(問題與任務)
1. 在這篇談中央極限定理的原文中，random sample 對應到哪一種分佈條件？
2. 接續這篇中央極限定理的原文，從最後一行之後往下寫。

(原文)
::::::

Central Limit Theorem

作者	fcamel (飛啊!warp的小駱駝)	看板	P_fcamel
標題	[statistics] Central Limit Theorem
時間	Tue Mar 28 02:24:21 2006

這個定理真是太帥了,
學到CLT後才有"我在學統計學"的感覺

background

    population: 全體分佈, 真正的分佈情形, 通常不知道它是如何分佈的
    sample    : 取樣, 從population中抓幾個data出來看

    mean of population和mean of samples是不一樣的,
    可以由mean of samples猜測mean of population,
    通常都是使用mean of samples

definition

    A statistic is a function of the random variables in a random samples.

    statistic: 統計量
    random sample -> independent identical distribution (iid)

    白話文解釋: 給定一些sample, 套入一組算式得出一個統計量

    ex: Xavg = sigma(Xi)/n, V = sigma(Xi-avg)/(n-1),
        Xavg, V are statistics

central limit theorem

let Xavg = (X1 + X2 + ... + Xn)/n, where Xi is random variable,

let u = E[Xi], v = V[Xi]
E[Xavg] = (u + u + ... + u)/n = u
V[Xavg] = (v + v + ... + v)/(n^2) = v/n

standardize Xavg: (CLT)

::::::

(資料紀錄)
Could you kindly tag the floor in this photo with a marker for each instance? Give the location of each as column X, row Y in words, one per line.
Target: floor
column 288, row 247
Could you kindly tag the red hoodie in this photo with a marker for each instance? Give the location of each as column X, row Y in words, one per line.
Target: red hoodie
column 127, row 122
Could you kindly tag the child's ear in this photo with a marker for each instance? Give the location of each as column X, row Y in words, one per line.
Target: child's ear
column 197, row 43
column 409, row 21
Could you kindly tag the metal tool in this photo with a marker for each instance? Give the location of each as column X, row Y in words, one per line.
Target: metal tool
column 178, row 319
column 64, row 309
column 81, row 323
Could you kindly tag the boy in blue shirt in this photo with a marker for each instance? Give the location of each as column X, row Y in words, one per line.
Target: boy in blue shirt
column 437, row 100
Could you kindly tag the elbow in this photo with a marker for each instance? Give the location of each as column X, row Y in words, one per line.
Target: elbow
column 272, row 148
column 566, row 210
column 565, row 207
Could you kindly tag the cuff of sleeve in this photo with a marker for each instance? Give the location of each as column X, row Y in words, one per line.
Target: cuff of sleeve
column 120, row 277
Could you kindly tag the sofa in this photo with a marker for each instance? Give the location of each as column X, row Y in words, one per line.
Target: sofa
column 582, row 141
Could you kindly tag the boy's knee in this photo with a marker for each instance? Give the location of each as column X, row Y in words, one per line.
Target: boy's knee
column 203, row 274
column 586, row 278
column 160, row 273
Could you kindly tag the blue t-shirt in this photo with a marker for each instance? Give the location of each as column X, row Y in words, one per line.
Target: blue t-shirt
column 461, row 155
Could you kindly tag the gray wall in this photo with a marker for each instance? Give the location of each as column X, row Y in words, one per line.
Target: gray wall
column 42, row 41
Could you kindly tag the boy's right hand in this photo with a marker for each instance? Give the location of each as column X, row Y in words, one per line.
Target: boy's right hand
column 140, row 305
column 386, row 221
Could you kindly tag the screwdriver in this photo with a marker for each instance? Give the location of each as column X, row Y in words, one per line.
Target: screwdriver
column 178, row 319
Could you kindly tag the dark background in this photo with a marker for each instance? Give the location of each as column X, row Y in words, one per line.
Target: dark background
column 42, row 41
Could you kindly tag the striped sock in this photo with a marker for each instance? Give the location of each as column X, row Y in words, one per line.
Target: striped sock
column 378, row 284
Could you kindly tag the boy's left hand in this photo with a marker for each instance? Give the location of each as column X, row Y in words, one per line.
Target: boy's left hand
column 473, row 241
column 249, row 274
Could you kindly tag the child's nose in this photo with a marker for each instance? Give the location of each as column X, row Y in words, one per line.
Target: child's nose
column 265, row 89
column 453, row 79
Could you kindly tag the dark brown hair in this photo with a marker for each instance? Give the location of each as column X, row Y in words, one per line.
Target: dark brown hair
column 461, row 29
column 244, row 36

::::::

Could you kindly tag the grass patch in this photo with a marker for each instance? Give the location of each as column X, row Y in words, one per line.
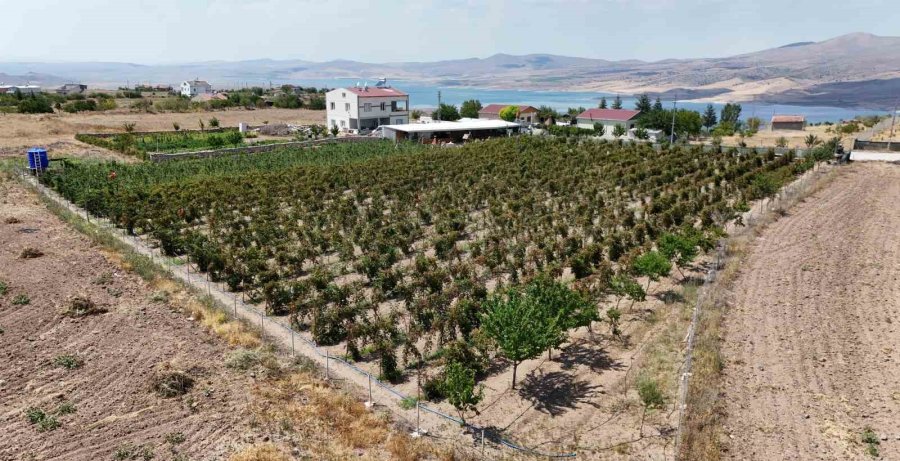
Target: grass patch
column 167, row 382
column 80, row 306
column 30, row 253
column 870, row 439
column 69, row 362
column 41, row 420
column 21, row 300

::::::

(各題解答)
1. independent identical distribution（iid）。

2.
    Z = (Xavg - u) / (v/n)^0.5,
    as n -> Inf. is the standard normal distribution

meaning of CLT

不管Xi是什麼機率分佈, 一次抓n個數做平均, 以這個平均數為新的random variable,
取樣夠多次後這個平均數就會成normal distribution
( 如果取樣 k 次的話, 等於用了 kn 個sample )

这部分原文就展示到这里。